(Region pointing data)

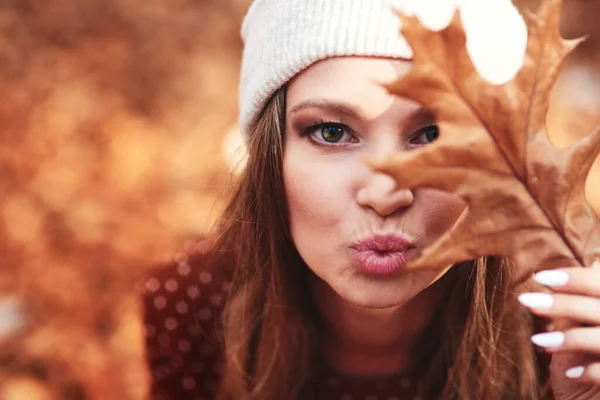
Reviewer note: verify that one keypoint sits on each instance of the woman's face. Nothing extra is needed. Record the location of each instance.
(353, 227)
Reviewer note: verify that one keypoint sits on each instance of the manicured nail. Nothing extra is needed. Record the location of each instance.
(536, 300)
(575, 372)
(552, 278)
(549, 339)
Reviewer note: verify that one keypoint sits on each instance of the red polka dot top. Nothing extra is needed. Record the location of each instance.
(183, 304)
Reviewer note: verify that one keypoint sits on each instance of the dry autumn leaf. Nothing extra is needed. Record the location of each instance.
(525, 196)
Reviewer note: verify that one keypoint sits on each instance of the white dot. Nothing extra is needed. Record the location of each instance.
(164, 340)
(170, 323)
(226, 286)
(162, 371)
(198, 367)
(171, 285)
(150, 330)
(177, 361)
(205, 277)
(193, 292)
(160, 302)
(183, 269)
(216, 300)
(181, 307)
(152, 285)
(205, 314)
(202, 246)
(207, 349)
(188, 383)
(184, 346)
(181, 258)
(194, 330)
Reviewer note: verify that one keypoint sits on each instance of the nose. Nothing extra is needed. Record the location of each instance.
(381, 193)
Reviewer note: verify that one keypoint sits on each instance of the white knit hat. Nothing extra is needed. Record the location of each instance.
(283, 37)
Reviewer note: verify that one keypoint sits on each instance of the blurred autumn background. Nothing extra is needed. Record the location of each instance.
(118, 142)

● **WHAT YOU HAVE TO DO**
Reproduce every line above word for word; no images.

● **FINAL ANSWER**
Reviewer note: verify that one keypoint sits on each instance of the woman's face. Nothing extra is needed. Record the location of each instance.
(353, 227)
Reviewer note: verify that one keypoint sits on each instance of the manicured nail. Nothing extra is needed. Record the location of each instance.
(536, 300)
(575, 372)
(552, 278)
(549, 339)
Reviewer note: verify that one keypoint sits on each instance of the red polka dot top. Nothing extra is needed. Record the location of each instance.
(183, 304)
Reviewer note: verify that one keypoint sits on each instance of the dry autumn leaf. Nothing extra is needed. Record the location of each instance.
(525, 196)
Reviewer note: verify that one keypoint sits on each instance of the white dot. Nothing extra is needed. Record the location of each instance.
(164, 340)
(170, 323)
(226, 286)
(162, 371)
(198, 367)
(171, 285)
(150, 330)
(177, 361)
(205, 277)
(193, 292)
(160, 302)
(183, 269)
(216, 300)
(181, 307)
(152, 285)
(205, 314)
(202, 246)
(207, 349)
(188, 383)
(184, 346)
(181, 258)
(194, 330)
Reviewer note: verify that one keypoint sits on each instance of the nose. Nothing extra is needed. Record the location of each instance.
(381, 193)
Reviewer note: verify that one keypoint sits on each instance of the white knit hat. Nothing extra is needed. Record the location of each instance.
(283, 37)
Reviewer note: verify that one keypoint sits on each instance of the blurred autumn background. Nothing extra is needed. Record the location of each instance.
(118, 142)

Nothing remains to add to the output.